[Excerpts from point annotation data]
___

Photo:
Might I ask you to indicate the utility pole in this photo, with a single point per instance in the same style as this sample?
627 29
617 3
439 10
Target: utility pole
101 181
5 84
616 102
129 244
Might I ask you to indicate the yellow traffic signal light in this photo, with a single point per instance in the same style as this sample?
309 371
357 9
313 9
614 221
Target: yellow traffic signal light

___

Reproduce the material above word for word.

Photo:
Might I ask you to indicate the utility pole in this photo, with a single point per instance in the same style as this sample?
627 29
617 3
439 10
Target: utility pole
101 181
5 84
616 102
129 244
Might I ask you to indicate the yellow traffic signal light in this photo, with a single point per instance in the same style as this sample?
309 371
357 9
313 9
614 221
Target: yellow traffic signal light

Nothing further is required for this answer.